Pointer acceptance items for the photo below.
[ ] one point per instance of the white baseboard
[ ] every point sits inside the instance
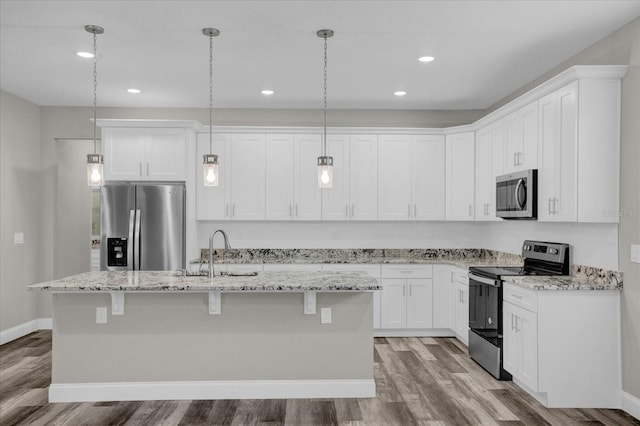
(227, 389)
(23, 329)
(631, 404)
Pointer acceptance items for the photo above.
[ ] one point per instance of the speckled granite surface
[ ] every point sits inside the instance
(168, 281)
(458, 257)
(561, 283)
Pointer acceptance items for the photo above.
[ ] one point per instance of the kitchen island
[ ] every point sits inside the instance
(152, 335)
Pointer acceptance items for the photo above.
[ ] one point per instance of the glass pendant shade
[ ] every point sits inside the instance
(95, 170)
(325, 172)
(210, 170)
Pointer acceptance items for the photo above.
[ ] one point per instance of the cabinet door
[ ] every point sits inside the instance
(460, 176)
(213, 202)
(558, 155)
(363, 177)
(428, 177)
(420, 303)
(307, 195)
(123, 153)
(443, 293)
(393, 313)
(248, 177)
(335, 201)
(165, 155)
(395, 177)
(279, 177)
(462, 312)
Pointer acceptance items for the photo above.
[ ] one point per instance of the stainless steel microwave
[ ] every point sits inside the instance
(516, 195)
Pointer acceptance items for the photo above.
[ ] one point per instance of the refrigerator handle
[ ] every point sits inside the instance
(136, 242)
(130, 240)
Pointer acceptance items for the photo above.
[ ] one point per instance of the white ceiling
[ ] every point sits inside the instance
(484, 50)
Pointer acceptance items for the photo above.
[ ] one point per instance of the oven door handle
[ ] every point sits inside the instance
(483, 280)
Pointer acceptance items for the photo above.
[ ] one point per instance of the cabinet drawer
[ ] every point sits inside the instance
(407, 271)
(527, 299)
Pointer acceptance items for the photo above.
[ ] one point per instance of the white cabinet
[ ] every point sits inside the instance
(139, 154)
(557, 200)
(411, 177)
(521, 139)
(354, 195)
(579, 152)
(407, 296)
(373, 271)
(460, 176)
(489, 165)
(563, 346)
(241, 193)
(292, 191)
(461, 305)
(520, 330)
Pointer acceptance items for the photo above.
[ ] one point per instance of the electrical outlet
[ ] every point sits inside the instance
(325, 315)
(635, 253)
(101, 315)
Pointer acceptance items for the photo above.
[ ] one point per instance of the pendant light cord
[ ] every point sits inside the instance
(210, 93)
(324, 145)
(95, 89)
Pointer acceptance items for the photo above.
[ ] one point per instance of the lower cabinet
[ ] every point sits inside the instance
(406, 300)
(563, 347)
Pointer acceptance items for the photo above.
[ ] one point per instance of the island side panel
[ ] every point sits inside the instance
(171, 337)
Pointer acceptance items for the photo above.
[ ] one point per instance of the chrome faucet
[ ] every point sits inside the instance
(227, 246)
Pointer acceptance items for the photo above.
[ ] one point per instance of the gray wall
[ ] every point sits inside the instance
(621, 47)
(20, 209)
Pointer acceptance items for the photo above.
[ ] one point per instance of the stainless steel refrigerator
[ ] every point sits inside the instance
(142, 227)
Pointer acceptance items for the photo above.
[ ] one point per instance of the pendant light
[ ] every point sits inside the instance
(325, 163)
(210, 161)
(95, 168)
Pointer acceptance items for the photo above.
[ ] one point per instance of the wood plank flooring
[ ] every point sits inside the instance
(420, 381)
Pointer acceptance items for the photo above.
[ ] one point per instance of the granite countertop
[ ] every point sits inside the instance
(105, 281)
(562, 283)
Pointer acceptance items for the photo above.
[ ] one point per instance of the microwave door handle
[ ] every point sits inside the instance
(517, 193)
(132, 221)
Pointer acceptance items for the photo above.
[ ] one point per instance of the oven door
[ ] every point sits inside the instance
(485, 299)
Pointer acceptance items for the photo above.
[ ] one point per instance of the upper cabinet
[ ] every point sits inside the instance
(579, 152)
(139, 154)
(489, 165)
(521, 139)
(292, 191)
(460, 176)
(411, 177)
(241, 192)
(354, 195)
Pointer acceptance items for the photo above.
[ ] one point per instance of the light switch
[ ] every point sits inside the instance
(18, 238)
(101, 315)
(635, 253)
(325, 315)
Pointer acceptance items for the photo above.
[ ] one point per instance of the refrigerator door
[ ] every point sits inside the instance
(160, 244)
(117, 215)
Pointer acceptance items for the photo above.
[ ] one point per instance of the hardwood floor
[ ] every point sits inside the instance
(420, 381)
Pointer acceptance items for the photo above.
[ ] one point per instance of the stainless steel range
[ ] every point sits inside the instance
(485, 299)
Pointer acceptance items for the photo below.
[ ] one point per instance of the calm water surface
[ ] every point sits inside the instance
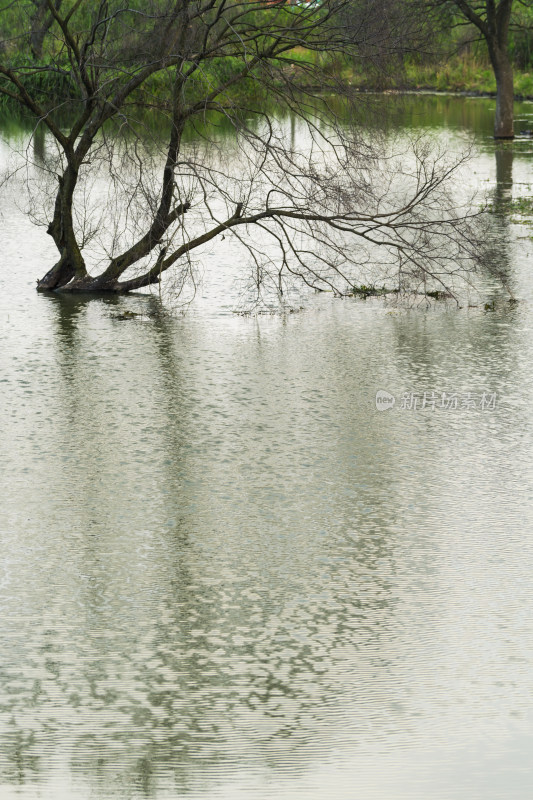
(225, 574)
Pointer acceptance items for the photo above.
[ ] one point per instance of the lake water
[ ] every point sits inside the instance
(225, 574)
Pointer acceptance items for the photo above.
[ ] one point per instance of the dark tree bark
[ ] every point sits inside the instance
(492, 18)
(322, 214)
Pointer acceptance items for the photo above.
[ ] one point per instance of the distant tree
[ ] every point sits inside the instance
(492, 18)
(122, 86)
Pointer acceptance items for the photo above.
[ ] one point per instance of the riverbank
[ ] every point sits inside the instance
(466, 76)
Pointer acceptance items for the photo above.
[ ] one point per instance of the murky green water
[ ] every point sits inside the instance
(225, 574)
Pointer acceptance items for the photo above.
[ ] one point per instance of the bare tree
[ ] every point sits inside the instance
(492, 20)
(321, 207)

• [How to complete this task] All entries are to be duplicated exactly, with the pictures left out.

• [Task result]
Pointer acceptance items for the photo below.
[ ] one point per instance of the white baseboard
[ ] every point sits inside the instance
(227, 389)
(23, 329)
(631, 404)
Pointer acceptance items for the photo above.
[ ] one point per instance of the speckled granite surface
[ ] every point sits inside the instance
(168, 281)
(458, 257)
(561, 283)
Pointer acceptance items for the photo above.
[ ] one point per instance of the kitchen island
[ ] every point sits inside the instance
(152, 335)
Pointer acceptance items for the photo above.
[ ] one point per instance of the glass pendant shade
[ ] every point sits inside the instance
(95, 170)
(325, 172)
(210, 170)
Pointer acceptance items for the photo above.
[ ] one point per instance of the cabinet door
[ ] every point sits inside the instance
(460, 176)
(213, 202)
(558, 155)
(363, 177)
(428, 177)
(420, 303)
(307, 195)
(123, 153)
(443, 293)
(393, 313)
(248, 177)
(335, 201)
(165, 155)
(395, 177)
(279, 177)
(462, 312)
Pointer acceptance items for the photo above.
[ ] one point per instance of the stainless steel microwave
[ ] every point sits inside the instance
(516, 195)
Pointer acceptance items for the photo above.
[ ] one point per instance of the refrigerator handle
[ ] every point sits inside the instance
(136, 242)
(130, 240)
Pointer acceptance items for the photo above.
[ ] one point per instance of the white ceiling
[ ] every point sits inside the instance
(484, 50)
Pointer acceptance items for the photo above.
[ ] one point per instance of the oven door handle
[ ] every point sits inside the instance
(483, 280)
Pointer acceptance items for the photo above.
[ ] one point per instance of the cabinet drawer
[ ] every point sits inside the instance
(407, 271)
(527, 299)
Pointer acceptance items for the photo above.
[ ] one point per instance of the white cabinet
[ ] every point sits inside the instance
(139, 154)
(557, 200)
(411, 177)
(521, 139)
(354, 195)
(579, 152)
(407, 296)
(373, 271)
(460, 176)
(489, 165)
(563, 346)
(241, 193)
(292, 191)
(461, 305)
(520, 330)
Pointer acceptance items for the photo above.
[ ] one point per instance of the electrical outlet
[ ] every point sits inside the instance
(325, 315)
(635, 253)
(101, 315)
Pointer acceptance items for the photo above.
[ ] one point per instance of the pendant light cord
[ ] every point sits inside the instance
(210, 93)
(324, 145)
(95, 89)
Pointer acceptance items for the photo above.
[ ] one point per instance of the lower cabinet
[ ] every point sits inside the instance
(406, 300)
(563, 347)
Pointer acceptance items for the photo above.
[ ] one point per instance of the island side panel
[ ] every point sits inside the instance
(171, 337)
Pointer acceptance items for the photo above.
[ ] one point per instance of the chrome faucet
[ ] every point sits inside the instance
(227, 246)
Pointer acceptance items for the photo above.
[ ] one point per instance of the gray wall
[ ] every point sits inside the instance
(621, 47)
(20, 209)
Pointer acceptance items for the photo above.
[ ] one point per instance of the stainless steel refrigerator
[ ] every point sits inside the instance
(142, 227)
Pointer acceptance items for the photo above.
[ ] one point per instance of the pendant light
[ ] every point sits inside the instance
(325, 163)
(210, 161)
(95, 168)
Pointer acceptance items for the photo above.
[ ] one point per instance of the wood plank flooring
[ ] every point sits inside the instance
(420, 381)
Pointer acceptance items for the photo above.
[ ] one point per instance of the granite countertop
[ ] every point sits inside the instance
(105, 281)
(562, 283)
Pointer acceptance items for the photo above.
[ ] one point per instance of the microwave door handle
[ ] every point sits inside the instance
(517, 193)
(132, 221)
Pointer acceptance items for the photo above.
[ ] one point per instance of the oven door
[ ] every point sits inside the instance
(485, 299)
Pointer acceptance items for the photo above.
[ ] one point per instance of the upper cabinet
[ ] every point sits inside the instance
(579, 152)
(139, 154)
(489, 165)
(521, 139)
(292, 191)
(460, 176)
(411, 177)
(241, 192)
(354, 195)
Pointer acceptance items for the photo above.
[ ] one point per instance of the light switch
[ ] every point sits inside the instance
(18, 238)
(101, 315)
(635, 253)
(325, 315)
Pointer acceptance items for the photo above.
[ ] one point per instance of the refrigerator door
[ ] every point sits inside the instance
(160, 244)
(117, 215)
Pointer acceptance items for the photo above.
[ ] one point per instance of the hardwood floor
[ ] every point sits inside the instance
(420, 381)
Pointer acceptance items for the photo above.
[ ] one point per instance of the stainless steel range
[ ] every point sits inside the instance
(485, 299)
Pointer acceptance items for the photo below.
[ ] one point per instance of the calm water surface
[ ] every point sits inside the instance
(225, 574)
Pointer acceptance items for the photo above.
[ ] one point per instance of the lake water
[ ] every point sits inside the instance
(225, 574)
Pointer acceptance items for the photo above.
[ ] one point per instance of the dark tree bark
[ ] every point sits inside the instance
(492, 18)
(322, 214)
Pointer acceptance items for the photo above.
[ ] one point per instance of the distant tree
[ ] every point sits inside the instance
(492, 18)
(122, 86)
Pointer acceptance items for the photo above.
[ ] one point per instance of the riverbank
[ ] every point sits inside the instance
(466, 76)
Pointer acceptance items for the photo above.
[ ] one point per instance of the murky green water
[ ] every point sits inside the instance
(225, 574)
Pointer acceptance items for the photo above.
[ ] one point per instance of the bare tree
[ ] every point sits inside the instance
(492, 20)
(321, 207)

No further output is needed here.